— Tu tarea —
Cuenta las líneas de los ítems que siguen en las que aparece la palabra "armchair". Responde únicamente con ese número.

— Material a procesar —

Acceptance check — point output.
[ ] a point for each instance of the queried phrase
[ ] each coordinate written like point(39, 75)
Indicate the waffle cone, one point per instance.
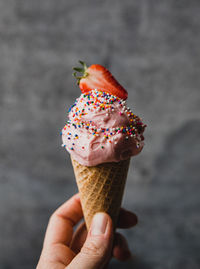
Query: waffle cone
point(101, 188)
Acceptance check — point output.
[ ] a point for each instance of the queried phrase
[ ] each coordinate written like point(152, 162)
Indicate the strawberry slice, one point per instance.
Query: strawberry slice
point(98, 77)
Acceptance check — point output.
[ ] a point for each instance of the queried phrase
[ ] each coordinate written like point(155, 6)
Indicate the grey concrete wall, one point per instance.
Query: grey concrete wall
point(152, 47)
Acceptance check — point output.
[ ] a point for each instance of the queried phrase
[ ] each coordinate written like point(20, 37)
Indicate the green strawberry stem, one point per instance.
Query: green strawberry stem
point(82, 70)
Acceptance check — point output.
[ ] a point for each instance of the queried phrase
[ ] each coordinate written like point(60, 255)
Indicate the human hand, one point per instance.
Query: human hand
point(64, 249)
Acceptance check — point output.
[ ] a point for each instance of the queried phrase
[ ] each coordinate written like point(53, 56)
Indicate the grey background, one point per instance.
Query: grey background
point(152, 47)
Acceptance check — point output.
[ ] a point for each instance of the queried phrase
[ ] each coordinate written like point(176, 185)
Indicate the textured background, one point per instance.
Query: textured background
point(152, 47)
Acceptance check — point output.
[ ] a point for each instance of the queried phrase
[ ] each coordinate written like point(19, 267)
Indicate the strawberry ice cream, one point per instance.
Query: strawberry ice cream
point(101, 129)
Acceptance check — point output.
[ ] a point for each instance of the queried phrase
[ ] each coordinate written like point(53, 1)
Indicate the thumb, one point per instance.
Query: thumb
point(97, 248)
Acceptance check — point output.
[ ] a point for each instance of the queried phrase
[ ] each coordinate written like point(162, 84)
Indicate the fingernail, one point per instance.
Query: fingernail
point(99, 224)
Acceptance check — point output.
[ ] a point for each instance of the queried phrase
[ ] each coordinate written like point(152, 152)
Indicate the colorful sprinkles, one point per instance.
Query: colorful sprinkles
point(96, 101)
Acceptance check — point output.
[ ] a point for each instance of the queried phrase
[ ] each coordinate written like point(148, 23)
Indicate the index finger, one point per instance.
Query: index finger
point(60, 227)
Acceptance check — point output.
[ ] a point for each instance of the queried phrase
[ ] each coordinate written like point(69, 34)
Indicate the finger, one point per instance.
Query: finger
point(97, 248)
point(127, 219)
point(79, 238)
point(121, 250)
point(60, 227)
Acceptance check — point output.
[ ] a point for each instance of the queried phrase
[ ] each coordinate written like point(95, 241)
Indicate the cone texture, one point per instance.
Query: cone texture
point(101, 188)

--

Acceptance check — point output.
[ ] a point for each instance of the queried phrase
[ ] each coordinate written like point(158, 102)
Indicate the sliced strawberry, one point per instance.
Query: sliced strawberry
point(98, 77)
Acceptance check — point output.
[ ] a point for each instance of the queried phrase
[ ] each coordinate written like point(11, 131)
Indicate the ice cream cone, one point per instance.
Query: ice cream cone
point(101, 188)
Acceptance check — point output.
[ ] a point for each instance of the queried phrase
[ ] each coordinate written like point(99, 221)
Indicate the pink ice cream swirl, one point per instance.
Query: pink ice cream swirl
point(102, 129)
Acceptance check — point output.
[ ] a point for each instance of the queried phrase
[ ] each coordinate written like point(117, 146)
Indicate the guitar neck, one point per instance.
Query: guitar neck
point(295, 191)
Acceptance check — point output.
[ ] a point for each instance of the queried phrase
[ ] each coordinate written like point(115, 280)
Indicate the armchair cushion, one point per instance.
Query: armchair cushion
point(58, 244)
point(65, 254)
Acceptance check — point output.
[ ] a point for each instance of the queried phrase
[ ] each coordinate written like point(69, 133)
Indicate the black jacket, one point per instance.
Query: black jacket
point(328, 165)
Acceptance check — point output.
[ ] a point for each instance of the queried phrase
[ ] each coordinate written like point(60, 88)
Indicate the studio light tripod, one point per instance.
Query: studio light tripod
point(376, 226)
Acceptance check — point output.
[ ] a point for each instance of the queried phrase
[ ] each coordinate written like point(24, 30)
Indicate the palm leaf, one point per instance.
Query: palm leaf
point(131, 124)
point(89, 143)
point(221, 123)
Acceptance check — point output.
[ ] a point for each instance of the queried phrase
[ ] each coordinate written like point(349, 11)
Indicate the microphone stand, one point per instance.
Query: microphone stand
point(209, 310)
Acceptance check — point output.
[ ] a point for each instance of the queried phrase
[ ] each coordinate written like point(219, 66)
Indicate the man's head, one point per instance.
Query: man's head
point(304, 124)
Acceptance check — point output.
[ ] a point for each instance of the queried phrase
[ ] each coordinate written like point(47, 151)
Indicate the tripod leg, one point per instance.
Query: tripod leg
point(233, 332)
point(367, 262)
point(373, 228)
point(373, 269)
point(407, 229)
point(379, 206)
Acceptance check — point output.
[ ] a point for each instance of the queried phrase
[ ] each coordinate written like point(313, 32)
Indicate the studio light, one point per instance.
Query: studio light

==

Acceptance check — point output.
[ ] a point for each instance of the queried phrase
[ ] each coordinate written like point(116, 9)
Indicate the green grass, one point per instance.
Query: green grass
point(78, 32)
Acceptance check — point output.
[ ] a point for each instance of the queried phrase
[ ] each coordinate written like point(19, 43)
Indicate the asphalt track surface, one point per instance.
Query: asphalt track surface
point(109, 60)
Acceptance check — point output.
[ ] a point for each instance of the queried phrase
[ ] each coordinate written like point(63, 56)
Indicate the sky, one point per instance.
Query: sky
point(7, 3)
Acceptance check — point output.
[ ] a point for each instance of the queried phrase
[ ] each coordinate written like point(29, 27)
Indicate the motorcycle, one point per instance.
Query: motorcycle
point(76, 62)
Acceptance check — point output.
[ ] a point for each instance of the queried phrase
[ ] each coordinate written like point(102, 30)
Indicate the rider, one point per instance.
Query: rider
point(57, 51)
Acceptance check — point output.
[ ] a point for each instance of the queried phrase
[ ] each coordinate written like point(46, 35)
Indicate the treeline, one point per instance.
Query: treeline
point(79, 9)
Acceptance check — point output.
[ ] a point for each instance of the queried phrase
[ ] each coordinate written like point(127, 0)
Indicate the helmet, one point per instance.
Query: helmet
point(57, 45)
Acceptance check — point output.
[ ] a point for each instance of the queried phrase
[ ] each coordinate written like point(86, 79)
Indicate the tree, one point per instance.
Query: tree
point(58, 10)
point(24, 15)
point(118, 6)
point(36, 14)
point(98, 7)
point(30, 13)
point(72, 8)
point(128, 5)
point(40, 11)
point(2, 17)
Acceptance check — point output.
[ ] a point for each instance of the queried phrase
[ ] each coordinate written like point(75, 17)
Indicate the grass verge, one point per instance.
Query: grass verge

— Respuesta escrita —
2